= PROMPT =
From the listing below, extract every line in which the word "townhouse" appears.
(EXTRACTED DATA begins)
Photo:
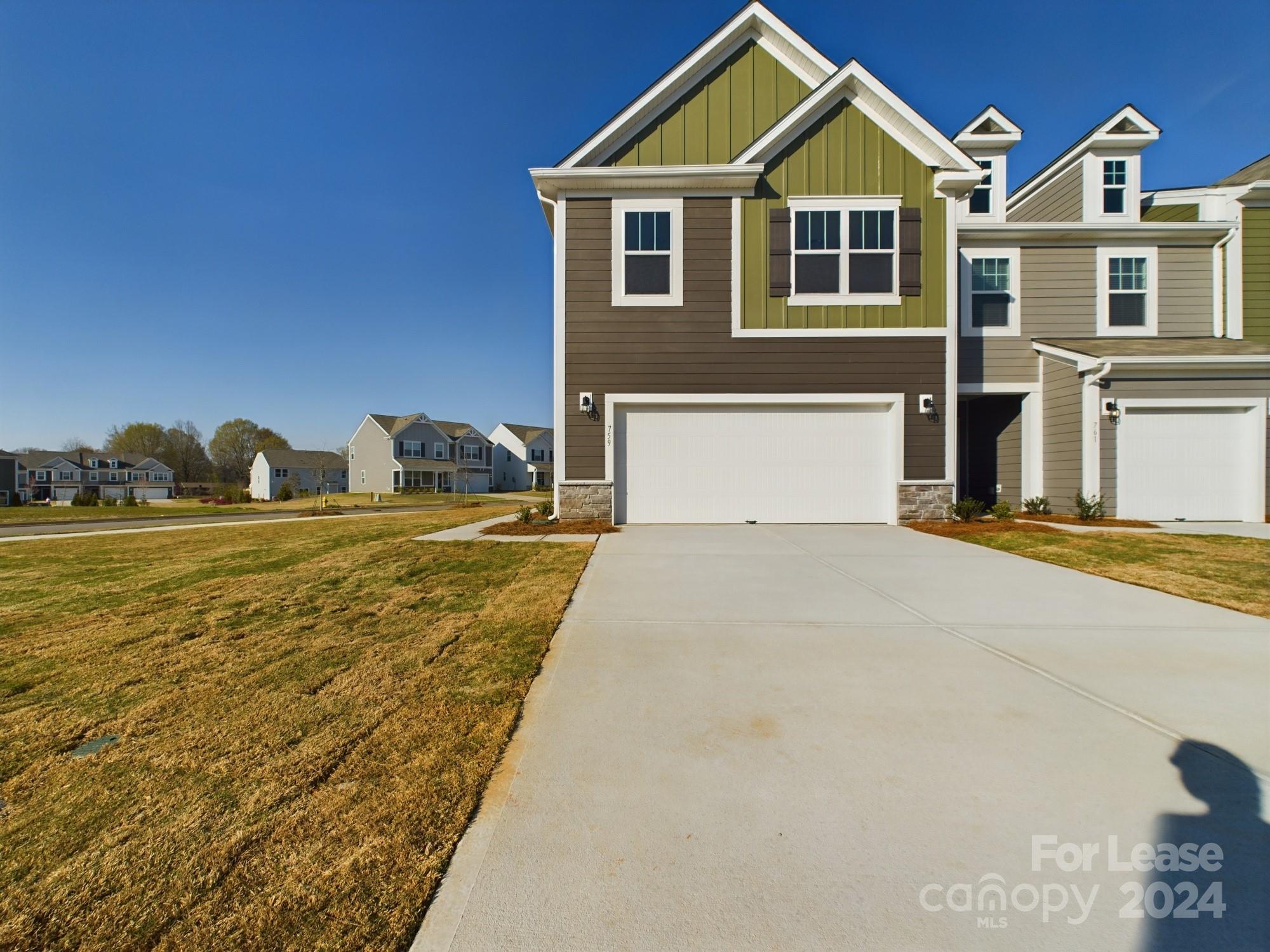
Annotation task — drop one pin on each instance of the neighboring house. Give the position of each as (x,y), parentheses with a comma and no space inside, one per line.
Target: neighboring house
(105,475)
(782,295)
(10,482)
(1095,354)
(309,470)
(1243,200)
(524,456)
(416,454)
(EXTRACTED DATA ends)
(EXTRACTED DATA begins)
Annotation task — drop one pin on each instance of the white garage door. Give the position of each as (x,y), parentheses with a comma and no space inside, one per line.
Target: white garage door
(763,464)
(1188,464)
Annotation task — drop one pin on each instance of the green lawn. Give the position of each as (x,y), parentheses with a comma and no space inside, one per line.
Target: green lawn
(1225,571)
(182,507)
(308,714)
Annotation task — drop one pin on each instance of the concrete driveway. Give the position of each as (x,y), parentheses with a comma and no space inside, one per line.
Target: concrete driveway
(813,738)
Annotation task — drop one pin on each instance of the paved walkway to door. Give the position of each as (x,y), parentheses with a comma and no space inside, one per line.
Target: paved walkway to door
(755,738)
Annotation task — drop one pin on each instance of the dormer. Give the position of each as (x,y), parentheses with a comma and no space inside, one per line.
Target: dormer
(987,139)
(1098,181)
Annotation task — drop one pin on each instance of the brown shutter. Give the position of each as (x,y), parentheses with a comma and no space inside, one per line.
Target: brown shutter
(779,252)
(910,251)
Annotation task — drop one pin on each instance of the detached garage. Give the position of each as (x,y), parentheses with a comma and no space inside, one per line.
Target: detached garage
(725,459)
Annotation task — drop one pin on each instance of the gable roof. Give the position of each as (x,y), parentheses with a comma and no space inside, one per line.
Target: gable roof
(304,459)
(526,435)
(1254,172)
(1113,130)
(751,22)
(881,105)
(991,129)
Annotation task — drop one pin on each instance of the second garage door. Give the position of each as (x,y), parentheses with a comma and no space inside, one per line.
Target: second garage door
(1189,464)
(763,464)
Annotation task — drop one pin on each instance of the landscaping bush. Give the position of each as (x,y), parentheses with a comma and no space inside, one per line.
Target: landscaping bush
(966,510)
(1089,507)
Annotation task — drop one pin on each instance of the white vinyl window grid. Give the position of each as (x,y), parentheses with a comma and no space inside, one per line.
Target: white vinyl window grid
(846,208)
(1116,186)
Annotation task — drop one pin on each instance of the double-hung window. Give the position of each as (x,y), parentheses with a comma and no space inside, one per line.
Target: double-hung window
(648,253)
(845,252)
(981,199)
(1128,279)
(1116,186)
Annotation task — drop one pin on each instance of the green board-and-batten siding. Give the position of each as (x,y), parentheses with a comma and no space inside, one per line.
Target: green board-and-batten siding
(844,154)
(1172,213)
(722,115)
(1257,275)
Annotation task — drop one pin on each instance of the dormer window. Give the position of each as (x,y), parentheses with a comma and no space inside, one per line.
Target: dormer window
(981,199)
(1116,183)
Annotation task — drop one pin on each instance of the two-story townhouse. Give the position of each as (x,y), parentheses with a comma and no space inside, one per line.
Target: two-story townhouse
(EXTRACTED DATA ends)
= THE COMPLETED TASK =
Annotation task — drop one pin on each instance of the two-story townhouse. Give the position of each as (x,y), parentheses with a comma and no space inside, one per line.
Target: two-story townhouse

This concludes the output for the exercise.